(Stored dataset items)
* start *
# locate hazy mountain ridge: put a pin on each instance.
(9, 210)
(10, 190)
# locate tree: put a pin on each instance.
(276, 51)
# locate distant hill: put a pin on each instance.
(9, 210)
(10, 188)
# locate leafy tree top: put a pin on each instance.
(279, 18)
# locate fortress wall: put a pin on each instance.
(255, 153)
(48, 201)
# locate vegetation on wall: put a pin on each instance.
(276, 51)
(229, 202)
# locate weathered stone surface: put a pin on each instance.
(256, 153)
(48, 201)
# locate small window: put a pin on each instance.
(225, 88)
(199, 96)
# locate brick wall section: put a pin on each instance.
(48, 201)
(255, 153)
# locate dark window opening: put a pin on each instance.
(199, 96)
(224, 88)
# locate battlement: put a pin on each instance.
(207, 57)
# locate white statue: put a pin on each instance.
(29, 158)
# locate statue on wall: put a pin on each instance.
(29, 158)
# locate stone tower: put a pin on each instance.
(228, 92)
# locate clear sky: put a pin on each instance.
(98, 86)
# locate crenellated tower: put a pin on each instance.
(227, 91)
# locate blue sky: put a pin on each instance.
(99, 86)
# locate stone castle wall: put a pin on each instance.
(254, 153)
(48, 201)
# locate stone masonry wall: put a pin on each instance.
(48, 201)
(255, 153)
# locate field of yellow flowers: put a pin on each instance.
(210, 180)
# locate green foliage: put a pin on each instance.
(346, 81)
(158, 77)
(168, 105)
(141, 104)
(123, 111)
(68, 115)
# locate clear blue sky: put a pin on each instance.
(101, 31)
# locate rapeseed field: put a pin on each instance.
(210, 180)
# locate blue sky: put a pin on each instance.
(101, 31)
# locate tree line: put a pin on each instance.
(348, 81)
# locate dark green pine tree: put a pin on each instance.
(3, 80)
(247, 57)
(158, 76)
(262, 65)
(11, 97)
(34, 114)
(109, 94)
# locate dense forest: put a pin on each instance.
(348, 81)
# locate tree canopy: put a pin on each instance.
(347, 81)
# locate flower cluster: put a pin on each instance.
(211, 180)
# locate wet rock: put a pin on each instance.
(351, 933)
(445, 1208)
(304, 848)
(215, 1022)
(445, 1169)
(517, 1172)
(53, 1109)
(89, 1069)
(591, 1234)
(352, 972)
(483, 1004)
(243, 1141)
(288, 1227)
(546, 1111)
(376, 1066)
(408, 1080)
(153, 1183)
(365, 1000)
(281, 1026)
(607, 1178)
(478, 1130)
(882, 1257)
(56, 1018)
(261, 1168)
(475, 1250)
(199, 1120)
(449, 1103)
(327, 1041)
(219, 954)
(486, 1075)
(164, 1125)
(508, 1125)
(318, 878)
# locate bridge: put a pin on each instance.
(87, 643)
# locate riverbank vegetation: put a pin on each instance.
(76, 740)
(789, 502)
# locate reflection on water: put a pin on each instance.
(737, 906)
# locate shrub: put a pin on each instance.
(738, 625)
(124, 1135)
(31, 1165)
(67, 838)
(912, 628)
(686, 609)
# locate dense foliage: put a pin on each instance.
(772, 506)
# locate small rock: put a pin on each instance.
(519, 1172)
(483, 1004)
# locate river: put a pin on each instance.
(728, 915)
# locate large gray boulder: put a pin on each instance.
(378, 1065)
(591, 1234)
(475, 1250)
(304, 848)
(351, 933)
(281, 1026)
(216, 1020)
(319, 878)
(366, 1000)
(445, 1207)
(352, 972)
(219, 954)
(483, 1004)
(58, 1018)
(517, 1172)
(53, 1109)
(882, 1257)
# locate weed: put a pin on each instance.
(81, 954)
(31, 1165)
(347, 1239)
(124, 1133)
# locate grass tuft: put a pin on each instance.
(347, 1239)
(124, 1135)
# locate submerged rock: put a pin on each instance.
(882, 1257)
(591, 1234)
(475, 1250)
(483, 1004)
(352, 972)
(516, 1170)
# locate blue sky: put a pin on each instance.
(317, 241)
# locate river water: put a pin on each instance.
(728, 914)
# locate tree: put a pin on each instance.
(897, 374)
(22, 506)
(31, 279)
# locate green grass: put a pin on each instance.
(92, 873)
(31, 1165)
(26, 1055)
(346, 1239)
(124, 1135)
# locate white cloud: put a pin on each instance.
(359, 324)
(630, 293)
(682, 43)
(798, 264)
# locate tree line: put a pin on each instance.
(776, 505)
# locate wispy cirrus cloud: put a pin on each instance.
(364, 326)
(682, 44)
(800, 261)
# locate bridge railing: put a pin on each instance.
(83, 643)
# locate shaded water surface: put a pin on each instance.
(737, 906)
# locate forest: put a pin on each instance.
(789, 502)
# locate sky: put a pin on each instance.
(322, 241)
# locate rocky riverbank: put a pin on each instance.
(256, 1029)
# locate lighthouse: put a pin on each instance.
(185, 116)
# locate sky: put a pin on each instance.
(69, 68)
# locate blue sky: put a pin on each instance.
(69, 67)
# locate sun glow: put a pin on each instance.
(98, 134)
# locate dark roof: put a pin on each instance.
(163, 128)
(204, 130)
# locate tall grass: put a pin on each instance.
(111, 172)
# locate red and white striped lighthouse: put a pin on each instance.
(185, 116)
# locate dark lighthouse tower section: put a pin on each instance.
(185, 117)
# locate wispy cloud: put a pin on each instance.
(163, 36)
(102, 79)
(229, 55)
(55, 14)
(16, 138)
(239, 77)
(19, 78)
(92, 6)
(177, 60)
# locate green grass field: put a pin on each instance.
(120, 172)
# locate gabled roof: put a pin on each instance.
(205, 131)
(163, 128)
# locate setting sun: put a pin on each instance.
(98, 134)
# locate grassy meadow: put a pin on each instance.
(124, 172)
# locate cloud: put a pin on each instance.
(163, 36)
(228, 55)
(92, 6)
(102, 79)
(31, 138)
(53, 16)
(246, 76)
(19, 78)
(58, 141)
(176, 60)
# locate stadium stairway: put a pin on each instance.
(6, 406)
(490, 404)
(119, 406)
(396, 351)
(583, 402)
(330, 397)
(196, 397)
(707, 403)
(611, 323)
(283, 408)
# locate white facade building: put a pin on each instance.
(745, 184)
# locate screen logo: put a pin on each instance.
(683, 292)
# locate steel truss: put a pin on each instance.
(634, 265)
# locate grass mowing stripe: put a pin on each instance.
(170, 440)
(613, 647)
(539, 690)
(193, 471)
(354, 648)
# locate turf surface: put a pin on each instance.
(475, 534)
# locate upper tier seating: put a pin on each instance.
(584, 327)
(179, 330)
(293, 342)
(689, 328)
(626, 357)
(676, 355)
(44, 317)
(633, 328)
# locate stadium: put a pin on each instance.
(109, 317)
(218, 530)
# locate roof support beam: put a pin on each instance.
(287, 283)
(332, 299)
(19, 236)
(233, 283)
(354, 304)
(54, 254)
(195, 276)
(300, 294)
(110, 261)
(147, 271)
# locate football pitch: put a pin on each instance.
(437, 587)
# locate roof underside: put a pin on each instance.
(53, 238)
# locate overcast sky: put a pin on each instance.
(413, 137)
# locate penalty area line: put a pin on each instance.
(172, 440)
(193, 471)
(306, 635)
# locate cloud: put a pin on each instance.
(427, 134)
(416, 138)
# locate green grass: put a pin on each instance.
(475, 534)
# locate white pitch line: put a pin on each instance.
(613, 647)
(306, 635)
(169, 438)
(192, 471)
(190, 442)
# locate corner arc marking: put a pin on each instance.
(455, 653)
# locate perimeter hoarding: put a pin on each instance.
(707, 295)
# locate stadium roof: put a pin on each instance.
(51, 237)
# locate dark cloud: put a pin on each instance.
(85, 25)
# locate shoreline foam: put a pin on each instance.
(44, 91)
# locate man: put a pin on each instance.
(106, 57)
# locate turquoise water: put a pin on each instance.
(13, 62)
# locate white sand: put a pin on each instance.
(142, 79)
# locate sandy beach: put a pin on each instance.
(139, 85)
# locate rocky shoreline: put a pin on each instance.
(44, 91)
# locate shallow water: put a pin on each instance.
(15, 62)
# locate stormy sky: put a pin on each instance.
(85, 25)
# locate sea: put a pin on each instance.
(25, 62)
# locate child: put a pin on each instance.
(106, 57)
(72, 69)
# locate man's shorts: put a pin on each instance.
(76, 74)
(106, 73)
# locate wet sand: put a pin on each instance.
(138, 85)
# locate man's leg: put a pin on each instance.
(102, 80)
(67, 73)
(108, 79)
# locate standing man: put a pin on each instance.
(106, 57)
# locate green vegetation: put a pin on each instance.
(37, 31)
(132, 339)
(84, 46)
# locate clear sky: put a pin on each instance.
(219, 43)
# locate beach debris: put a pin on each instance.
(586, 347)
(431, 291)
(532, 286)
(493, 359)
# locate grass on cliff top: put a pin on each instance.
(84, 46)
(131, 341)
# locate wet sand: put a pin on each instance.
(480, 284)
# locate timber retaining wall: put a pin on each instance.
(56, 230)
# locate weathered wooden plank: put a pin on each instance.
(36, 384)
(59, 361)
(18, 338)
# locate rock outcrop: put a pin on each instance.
* end *
#### Do this
Nothing but the lines from the line with "# locate turquoise" to the last line of the listing above should appear; please retype them exactly, both ends included.

#### Correct response
# locate turquoise water: put a pin on each instance.
(13, 62)
# locate white sand: put a pin on each instance.
(142, 79)
# locate sandy beach: put a pin on each instance.
(139, 85)
# locate rocky shoreline: put a pin on each instance.
(44, 91)
# locate shallow water: put a pin on each instance.
(15, 62)
# locate stormy sky: put a pin on each instance.
(85, 25)
# locate sea: put a pin on each instance.
(25, 62)
# locate child: put a pin on each instance.
(106, 57)
(72, 69)
# locate man's shorts: put a pin on each instance.
(76, 74)
(106, 73)
# locate wet sand: put a pin on each instance.
(138, 85)
# locate man's leg: put a pin on each instance.
(102, 80)
(67, 73)
(108, 79)
# locate standing man: put a pin on each instance.
(106, 57)
# locate green vegetation: put a pin on each instance.
(37, 31)
(132, 339)
(84, 46)
# locate clear sky: put a pin on each instance.
(219, 43)
# locate beach debris: put a pin on each instance.
(586, 347)
(431, 291)
(532, 286)
(493, 359)
# locate grass on cliff top: put a pin on each instance.
(84, 46)
(131, 341)
# locate wet sand: put a pin on each instance.
(480, 284)
# locate timber retaining wall: put a pin on each instance.
(56, 230)
# locate weathered wooden plank: put a pin on each instance.
(36, 384)
(59, 361)
(18, 338)
# locate rock outcrop: put a pin on each instance.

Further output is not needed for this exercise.